Zitierter Auszug —
= = = = =
Das Pfeifengeschäft Heinrichs hat in einem Dorf, ca. 30 Kilometer ausserhalb Kölns noch eine Filiale. Als Museum firmiert das "Chateau Henry" in Niederaussem und hat dadurch auch am Sonntag geöffnet. Hier trifft sich dann die Schar der Tabakfreunde Woche für Woche. Da P. Heinrichs vom Papst in Rom eine Audienz bekam und sicher auch gesegnet wurde, kann man auf den sonntäglichen Kirchbesuch verzichten und bekommt dafür Eingebungen besonderer Art.

 

 

 

Hier trafen sie nun alle ein, die bereits am Vortag in Köln Träume Wirklichkeit werden liessen. Die Mannen aus dem wilden Osten waren mit ihren Frauen da, die aufmerksam das Geschehen beobachteten und um natürlich auch auf die Haushaltskasse zu achten.

 

 

 

 

 

Der wilde Günther knatterte aus Wuppertal mit dem Motorrad an und der smarte Heiko aus Leipzig saugte laufend Kondensat aus seiner Pfeife ab, da er vor lauter Aufregung immer hektischer zog. Klaus erzählte mir von seinen Träumen endlich eine Vauen Zeppelin so umzugestalten, dass sie auch funktioniert. Helmut stopfte laufend den Zampel um weiteren Stauraum zu schaffen während Manfred über allem Regie führte und darauf achtete, dass seine Lieblingsstücke in dem Riesensortiment nicht gefunden werden.
= = = = =
Daten —

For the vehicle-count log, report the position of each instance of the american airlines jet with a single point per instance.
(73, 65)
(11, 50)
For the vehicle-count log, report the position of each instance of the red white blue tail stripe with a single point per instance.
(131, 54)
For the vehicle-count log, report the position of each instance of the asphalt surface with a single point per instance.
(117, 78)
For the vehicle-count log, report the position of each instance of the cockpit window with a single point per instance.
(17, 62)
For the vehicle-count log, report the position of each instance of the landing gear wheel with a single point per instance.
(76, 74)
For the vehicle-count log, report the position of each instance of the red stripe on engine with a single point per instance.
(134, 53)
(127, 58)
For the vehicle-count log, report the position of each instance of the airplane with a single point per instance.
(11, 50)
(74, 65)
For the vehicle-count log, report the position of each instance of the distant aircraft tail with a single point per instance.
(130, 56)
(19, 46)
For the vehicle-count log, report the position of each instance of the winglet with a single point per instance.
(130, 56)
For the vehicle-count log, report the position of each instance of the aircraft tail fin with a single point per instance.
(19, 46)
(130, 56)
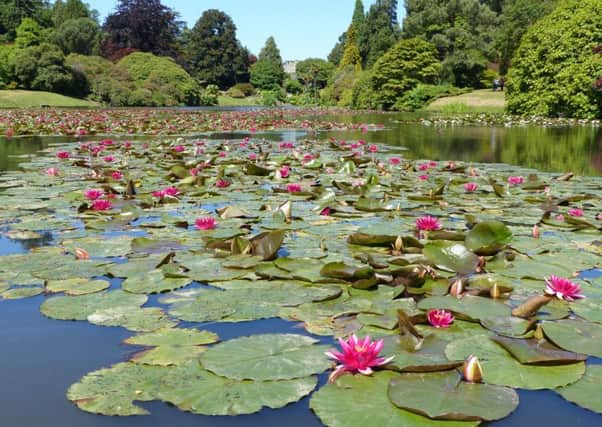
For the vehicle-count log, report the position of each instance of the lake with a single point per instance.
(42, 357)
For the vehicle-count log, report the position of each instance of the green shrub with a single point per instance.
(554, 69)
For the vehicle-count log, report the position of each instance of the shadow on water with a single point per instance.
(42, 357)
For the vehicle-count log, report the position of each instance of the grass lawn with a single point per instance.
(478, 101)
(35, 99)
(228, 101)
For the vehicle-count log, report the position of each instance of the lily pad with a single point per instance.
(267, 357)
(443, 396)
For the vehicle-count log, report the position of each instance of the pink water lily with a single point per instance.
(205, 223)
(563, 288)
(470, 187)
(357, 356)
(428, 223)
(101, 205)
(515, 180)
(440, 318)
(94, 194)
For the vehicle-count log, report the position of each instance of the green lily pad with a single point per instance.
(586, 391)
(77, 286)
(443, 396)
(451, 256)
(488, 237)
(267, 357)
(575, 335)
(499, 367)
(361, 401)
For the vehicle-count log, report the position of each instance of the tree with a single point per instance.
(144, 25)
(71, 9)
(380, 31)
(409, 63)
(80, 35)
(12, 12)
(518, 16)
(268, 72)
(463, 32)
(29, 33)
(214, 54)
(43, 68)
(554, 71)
= = = = =
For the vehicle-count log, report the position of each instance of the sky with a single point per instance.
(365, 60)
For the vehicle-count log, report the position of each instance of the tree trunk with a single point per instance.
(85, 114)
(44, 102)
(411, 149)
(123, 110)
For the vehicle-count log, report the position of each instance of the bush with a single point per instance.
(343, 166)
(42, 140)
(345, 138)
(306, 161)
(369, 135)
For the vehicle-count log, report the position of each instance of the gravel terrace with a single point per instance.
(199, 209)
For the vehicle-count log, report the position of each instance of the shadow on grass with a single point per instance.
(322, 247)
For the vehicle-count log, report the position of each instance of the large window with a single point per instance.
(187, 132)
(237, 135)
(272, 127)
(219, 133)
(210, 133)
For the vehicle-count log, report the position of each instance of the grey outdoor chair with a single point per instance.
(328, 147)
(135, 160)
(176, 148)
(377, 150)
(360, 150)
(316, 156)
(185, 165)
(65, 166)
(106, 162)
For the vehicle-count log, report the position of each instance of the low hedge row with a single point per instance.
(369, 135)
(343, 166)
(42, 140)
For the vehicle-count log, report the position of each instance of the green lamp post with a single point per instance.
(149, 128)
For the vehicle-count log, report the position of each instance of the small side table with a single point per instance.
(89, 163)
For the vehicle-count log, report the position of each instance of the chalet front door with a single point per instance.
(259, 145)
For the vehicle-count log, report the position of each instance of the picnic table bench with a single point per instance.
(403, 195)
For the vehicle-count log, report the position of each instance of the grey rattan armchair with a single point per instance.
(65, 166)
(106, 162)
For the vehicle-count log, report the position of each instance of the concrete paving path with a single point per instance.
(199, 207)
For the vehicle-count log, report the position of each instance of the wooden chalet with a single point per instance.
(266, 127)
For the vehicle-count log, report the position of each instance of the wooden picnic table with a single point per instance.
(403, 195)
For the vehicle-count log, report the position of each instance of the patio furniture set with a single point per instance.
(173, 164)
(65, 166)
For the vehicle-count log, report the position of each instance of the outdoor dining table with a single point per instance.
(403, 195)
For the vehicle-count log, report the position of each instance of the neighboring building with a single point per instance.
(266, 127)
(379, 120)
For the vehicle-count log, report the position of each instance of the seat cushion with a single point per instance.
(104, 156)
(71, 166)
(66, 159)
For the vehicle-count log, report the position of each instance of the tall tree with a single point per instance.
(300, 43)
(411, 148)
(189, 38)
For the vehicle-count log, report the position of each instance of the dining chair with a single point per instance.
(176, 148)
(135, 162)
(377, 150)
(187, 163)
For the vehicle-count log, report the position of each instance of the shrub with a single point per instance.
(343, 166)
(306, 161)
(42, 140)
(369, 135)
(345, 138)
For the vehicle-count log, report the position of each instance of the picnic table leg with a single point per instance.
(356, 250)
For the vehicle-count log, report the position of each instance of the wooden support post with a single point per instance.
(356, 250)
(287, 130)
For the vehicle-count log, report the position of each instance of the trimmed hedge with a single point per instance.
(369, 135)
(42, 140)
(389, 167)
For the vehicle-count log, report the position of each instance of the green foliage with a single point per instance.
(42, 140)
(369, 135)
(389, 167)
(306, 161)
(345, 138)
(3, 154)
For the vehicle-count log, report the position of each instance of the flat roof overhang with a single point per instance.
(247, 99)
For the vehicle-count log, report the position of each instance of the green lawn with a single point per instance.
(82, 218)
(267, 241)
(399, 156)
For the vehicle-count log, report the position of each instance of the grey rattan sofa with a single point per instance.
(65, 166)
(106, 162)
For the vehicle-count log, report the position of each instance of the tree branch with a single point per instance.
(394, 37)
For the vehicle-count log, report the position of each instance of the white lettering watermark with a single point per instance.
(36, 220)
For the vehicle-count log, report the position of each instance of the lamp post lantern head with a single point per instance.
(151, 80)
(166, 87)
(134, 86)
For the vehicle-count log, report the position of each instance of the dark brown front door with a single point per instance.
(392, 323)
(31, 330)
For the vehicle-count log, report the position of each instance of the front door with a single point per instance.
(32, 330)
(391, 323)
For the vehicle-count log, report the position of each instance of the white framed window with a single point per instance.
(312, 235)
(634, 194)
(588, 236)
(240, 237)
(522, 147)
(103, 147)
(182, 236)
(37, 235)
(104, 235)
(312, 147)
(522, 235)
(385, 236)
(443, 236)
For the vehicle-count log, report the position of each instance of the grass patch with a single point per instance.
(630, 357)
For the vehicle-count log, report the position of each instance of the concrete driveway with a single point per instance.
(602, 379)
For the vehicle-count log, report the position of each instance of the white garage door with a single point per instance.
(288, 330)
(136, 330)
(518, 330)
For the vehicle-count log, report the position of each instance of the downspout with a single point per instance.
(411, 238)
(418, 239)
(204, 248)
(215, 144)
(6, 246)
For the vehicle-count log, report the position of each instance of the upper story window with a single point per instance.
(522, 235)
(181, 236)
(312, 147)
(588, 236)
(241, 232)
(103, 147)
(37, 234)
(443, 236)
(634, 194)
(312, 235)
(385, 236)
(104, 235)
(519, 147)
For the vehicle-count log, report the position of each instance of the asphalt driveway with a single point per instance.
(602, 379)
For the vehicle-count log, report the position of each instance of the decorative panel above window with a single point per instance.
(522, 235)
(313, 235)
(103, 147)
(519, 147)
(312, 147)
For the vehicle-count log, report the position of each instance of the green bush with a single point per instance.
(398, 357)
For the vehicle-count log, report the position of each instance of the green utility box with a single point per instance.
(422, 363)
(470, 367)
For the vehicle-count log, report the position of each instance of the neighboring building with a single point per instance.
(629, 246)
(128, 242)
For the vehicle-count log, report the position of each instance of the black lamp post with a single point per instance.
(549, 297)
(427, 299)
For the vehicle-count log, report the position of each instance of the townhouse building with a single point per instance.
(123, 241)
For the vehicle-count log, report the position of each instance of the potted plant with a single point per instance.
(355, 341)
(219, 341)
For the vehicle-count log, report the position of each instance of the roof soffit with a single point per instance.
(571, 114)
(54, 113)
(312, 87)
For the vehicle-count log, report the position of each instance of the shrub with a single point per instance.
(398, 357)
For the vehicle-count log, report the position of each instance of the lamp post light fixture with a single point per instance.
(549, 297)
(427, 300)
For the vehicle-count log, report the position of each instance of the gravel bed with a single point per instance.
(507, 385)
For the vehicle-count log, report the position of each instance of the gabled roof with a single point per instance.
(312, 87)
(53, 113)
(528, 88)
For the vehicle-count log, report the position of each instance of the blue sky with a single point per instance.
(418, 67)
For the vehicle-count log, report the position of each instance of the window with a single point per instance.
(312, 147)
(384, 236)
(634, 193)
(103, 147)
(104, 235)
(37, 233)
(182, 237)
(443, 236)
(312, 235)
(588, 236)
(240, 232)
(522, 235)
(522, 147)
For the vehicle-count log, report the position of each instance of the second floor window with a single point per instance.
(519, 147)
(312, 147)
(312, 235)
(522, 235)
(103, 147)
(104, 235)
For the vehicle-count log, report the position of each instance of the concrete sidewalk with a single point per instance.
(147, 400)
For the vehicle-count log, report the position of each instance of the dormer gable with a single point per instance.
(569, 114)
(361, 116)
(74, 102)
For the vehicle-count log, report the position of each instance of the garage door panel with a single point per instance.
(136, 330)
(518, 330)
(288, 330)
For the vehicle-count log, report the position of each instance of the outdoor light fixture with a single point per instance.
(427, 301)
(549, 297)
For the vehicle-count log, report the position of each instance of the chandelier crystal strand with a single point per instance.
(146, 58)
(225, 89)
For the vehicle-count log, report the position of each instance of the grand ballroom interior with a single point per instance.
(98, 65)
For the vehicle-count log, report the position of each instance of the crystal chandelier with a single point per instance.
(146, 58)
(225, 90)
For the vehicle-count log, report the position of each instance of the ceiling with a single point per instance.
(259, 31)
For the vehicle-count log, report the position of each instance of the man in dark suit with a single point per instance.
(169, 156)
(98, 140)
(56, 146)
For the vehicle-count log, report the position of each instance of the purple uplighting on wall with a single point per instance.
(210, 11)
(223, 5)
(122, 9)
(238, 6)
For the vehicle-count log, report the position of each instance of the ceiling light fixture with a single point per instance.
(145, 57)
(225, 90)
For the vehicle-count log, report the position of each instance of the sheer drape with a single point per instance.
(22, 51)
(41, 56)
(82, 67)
= = = = =
Aufgabenstellung —
- 1) Ermittle, in wie vielen Zeilen der Datensätze das Wort „wooden“ vorkommt, und nenne nur diese Zahl.
- 2) Setze den Textauszug über das Pfeifengeschäft und seine Tabakfreunde im Anschluss an seinen letzten Satz fort.
Der Textauszug und die Datensätze haben unterschiedliche Herkunft.

Antworten —
- 1) 3

- 2)
Hier in Niederaussem ist es am Sonntag paradiesisch. Die Mitarbeiter schenken Kaffee aus und an Kuchen und Torten gibt es reichlich. Kein Besucher verlässt das Museum ohne Einkaufstüte.

Es gibt dann in Köln jedoch auch einiges das dem Besucher nicht verborgen bleiben sollte. Neben Spitzengastronomie erlebt man Kölner Frohsinn und Gemütlichkeit am besten in den Brauereigasthöfen. Von denen gibt es reichlich in der Altstadt. Mein Weg führte mich direkt zu Päffgen in die Friesenstrasse wo mir der Köbes sofort entgegenkam und mich begrüsste so als würde er mich schon ewig kennen.

Die Speisekarte gibt dann auch ein wenig Auskunft über Kölner Biertradition. So wird dort seit dem 9. Jahrhundert Bier gebraut. Das Brauhaus Päffgen besteht seit über hundert Jahren. Früher waren die Brauer tagsüber mit der Produktion beschäftigt und am Abend fungierten sie als Zappes oder Köbesse im Brauhaus. Die Herren tragen alle eine Schürzen-Uniform und eine eigenartiges Gefäss mit vielen Oeffnungen für die Kölschgläser in der Hand.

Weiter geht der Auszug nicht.